OBJECTIVES →
1. In the MediaWiki search thread, which PHP function does the final message recommend instead of a regex for removing HTML tags?
2. Do these statements agree with the MediaWiki search thread? For each, answer yes or no and quote the deciding words. (a) The function getNormalTextfromWikiText is attached to the 'ArticleSaveComplete' hook. (b) The reply calls parsing inexpensive. (c) The person suggesting a regexp offers code to try.
3. What are all the parameters of the function getNormalTextfromWikiText in the MediaWiki search thread?

Thomas Dalton wrote:
On 04/01/2008, Jack Eapen C wrote:
By this time I hv figured out something Justing playing around with mediawiki and mysql fulltext search- I hv the following function:
$wgHooks['ArticleSaveComplete'][] = 'getNormalTextfromWikiText';
function getNormalTextfromWikiText(&$article,&$user,&$text) { global $wgParser; $result = $wgParser->parse($text, $wgParser->mTitle, $wgParser->mOptions); $new_text= $result->getText();
$dbw =& wfGetDB( DB_MASTER ); $dbw->insert( 'searchable_text', array( 'page_id' => $article->getID(), 'searchable_text' => $new_text ) ); return true;
}
You probably want to change that to the place where the page is rendered. Doing it there a) You're parsing it twice (and parsing is expensive). b) Your table is not updated when the page changes without being edited (eg. templates).
Ah! I see. I was thinking about HTML tables and was completely confused! Would a simple regexp that removes everything between < and
do the trick? I've never really got the hang of regexps, so I won't
give you any code to try, but it should be a relatively easy one, I imagine.
You shouldn't use regex for HTML tags. Use the php function strip_tags()

DATASET SECTION →
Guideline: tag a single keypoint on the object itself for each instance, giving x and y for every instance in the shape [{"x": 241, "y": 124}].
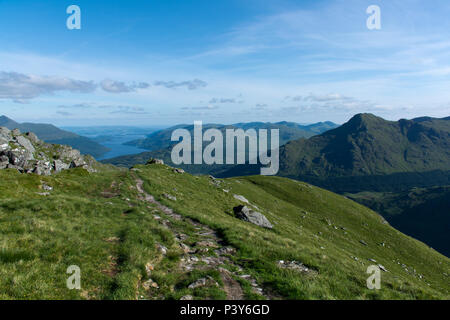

EXPECTED RESULTS →
1. strip_tags()

2.
(a) Yes: "$wgHooks['ArticleSaveComplete'][] = 'getNormalTextfromWikiText';"
(b) No: "parsing is expensive"
(c) No: "I won't give you any code to try"

3. &$article, &$user, &$text